Referring expression data

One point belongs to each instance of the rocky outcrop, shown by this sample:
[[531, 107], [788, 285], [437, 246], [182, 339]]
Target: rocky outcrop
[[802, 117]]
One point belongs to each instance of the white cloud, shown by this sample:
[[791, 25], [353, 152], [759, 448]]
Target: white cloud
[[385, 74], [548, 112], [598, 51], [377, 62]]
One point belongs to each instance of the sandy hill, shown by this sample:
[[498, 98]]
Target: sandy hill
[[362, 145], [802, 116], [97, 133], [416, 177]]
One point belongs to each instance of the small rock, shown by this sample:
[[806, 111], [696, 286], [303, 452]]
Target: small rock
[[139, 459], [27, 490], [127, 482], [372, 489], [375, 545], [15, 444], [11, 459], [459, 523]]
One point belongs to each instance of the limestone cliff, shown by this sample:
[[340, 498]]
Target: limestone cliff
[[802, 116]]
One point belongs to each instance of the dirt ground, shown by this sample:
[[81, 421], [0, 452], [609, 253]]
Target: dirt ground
==
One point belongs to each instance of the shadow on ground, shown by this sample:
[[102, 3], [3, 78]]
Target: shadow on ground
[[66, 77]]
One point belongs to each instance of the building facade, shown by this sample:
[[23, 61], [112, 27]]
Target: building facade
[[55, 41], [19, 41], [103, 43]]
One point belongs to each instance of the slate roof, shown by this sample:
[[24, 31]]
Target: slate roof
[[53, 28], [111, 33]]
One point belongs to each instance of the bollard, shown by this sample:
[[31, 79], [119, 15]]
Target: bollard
---
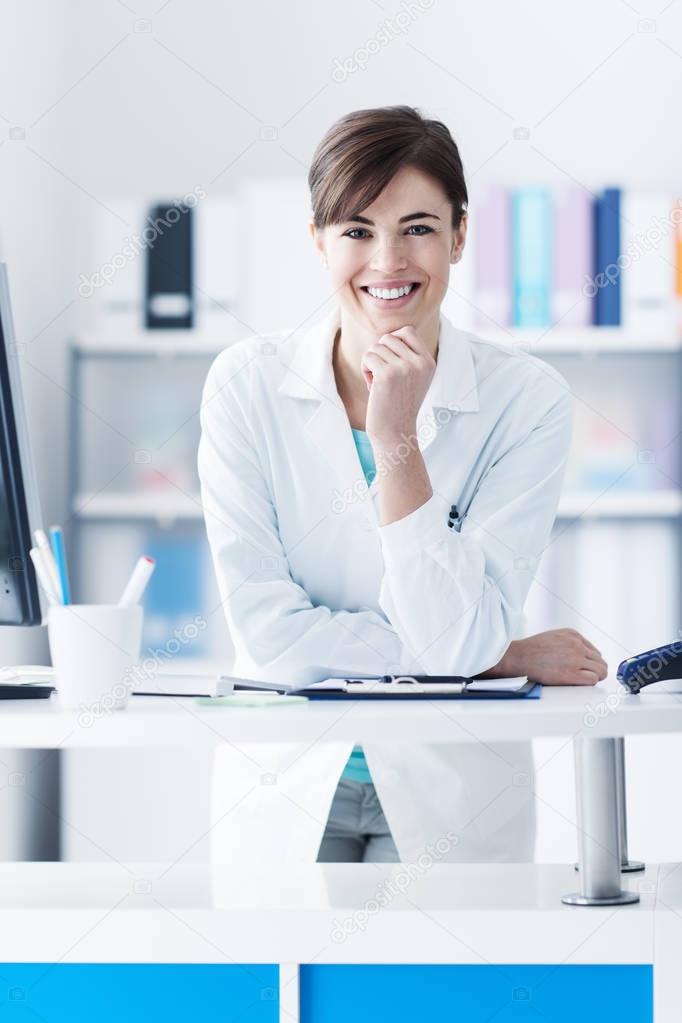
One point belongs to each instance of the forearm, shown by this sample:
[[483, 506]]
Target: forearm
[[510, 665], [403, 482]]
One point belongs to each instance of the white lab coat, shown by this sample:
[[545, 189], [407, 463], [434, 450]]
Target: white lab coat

THE TASK: What are the lines, exactly as written above, from the line with "One point belongs to each instance of the rocky" to the line with "Target: dirt ground", both included? Output only those.

WRITTEN REPLY:
One point belongs to each instance of the rocky outcrop, shown by this sample:
[[531, 107], [788, 285], [437, 246], [182, 339]]
Target: rocky outcrop
[[802, 117]]
One point belongs to each instance of the white cloud, shown by this sample:
[[791, 25], [353, 152], [759, 448]]
Target: white cloud
[[385, 74], [548, 112], [598, 51], [377, 62]]
One point belongs to each instance of the sandy hill, shown by this sample:
[[498, 98]]
Target: sandy hill
[[362, 145], [802, 116], [97, 133], [416, 177]]
One point belongs to each instance of the small rock, shown by this sample:
[[806, 111], [696, 286], [303, 452]]
Target: small rock
[[139, 459], [27, 490], [127, 482], [372, 489], [375, 545], [15, 444], [11, 459], [459, 523]]
One point belongs to each instance of the limestone cliff, shown by this sample:
[[340, 498]]
Target: limestone cliff
[[802, 116]]
One point belongs to each instance of the dirt ground, shown by this sample:
[[81, 421], [0, 452], [609, 253]]
Target: dirt ground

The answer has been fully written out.